Back in the saddle: Running back Ty Montgomery said he made it through practice without any problems and intends to play Saturday night against Denver.
“It was a good day,” he said.
Montgomery, who missed all of last week with a leg injury, took part in warm-up drills, one-on-ones and 9-on-7, then was limited to just a couple of plays in the team drills. Running backs coach Ben Sirmans said he limited Montgomery’s work on his first day back.
As far as the Broncos game, Montgomery said he expects to play. Montgomery carries the sickle cell trait, which in the case of former Washington safety Ryan Clark, caused Clark to become severely ill after playing in Denver’s high altitude.
Clark wound up having his gall bladder and spleen removed and was deactivated from that point on anytime the team played in Denver.

* [To-do list]:
- A) Copy the passage of the Ty Montgomery practice report between "Montgomery, who missed" and "played in Denver.", inclusive.
- B) According to the Ty Montgomery practice report, how much time did Montgomery miss with his leg injury?
- C) Pick up the Ty Montgomery practice report after its last sentence and continue writing it.

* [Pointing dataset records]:
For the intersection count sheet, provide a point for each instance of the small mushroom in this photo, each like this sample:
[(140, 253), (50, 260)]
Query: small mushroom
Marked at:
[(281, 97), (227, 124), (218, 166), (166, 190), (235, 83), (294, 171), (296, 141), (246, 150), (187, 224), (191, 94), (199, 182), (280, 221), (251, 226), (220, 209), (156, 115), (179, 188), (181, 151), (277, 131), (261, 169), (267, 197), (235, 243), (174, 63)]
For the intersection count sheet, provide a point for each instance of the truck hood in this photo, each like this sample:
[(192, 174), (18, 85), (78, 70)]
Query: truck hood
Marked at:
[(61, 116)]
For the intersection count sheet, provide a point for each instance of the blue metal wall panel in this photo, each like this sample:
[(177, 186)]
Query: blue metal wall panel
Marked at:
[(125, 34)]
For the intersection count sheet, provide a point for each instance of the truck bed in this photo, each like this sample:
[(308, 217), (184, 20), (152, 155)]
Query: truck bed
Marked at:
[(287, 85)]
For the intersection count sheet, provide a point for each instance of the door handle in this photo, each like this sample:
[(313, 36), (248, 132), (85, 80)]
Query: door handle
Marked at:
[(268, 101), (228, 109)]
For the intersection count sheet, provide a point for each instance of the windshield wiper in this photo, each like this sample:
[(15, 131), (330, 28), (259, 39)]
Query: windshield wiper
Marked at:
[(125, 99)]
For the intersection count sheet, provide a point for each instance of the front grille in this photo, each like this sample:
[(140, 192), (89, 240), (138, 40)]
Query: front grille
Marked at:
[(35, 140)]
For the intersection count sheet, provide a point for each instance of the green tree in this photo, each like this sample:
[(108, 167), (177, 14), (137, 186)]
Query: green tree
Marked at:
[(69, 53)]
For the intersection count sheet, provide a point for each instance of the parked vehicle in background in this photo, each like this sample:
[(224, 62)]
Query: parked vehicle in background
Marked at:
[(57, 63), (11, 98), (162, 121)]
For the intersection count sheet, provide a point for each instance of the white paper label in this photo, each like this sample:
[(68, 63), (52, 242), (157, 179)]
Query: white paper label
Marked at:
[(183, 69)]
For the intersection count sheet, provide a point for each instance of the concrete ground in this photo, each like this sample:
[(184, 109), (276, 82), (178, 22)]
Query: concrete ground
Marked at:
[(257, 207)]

* [Final answers]:
- A)
Montgomery, who missed all of last week with a leg injury, took part in warm-up drills, one-on-ones and 9-on-7, then was limited to just a couple of plays in the team drills. Running backs coach Ben Sirmans said he limited Montgomery’s work on his first day back.
As far as the Broncos game, Montgomery said he expects to play. Montgomery carries the sickle cell trait, which in the case of former Washington safety Ryan Clark, caused Clark to become severely ill after playing in Denver’s high altitude.
Clark wound up having his gall bladder and spleen removed and was deactivated from that point on anytime the team played in Denver.

- B) He missed all of last week.

- C)
“Obviously, there’s questions that are going to arise when you find out a guy with sickle cell trait is going to play in Denver because of what’s happened to some guys from the past,” Montgomery said. “But like I’ve said before, sickle cell trait is subjective in how it affects certain individuals.”
Montgomery said he played a full game in Utah in college and didn’t have any issues, although he said he took an IV at halftime and took oxygen during the game.
He said he knows the way it would affect him and can identify whether it’s causing him problems. He said his body would not be stressed the same way as if it were a regular-season game because starters usually come out of the game early.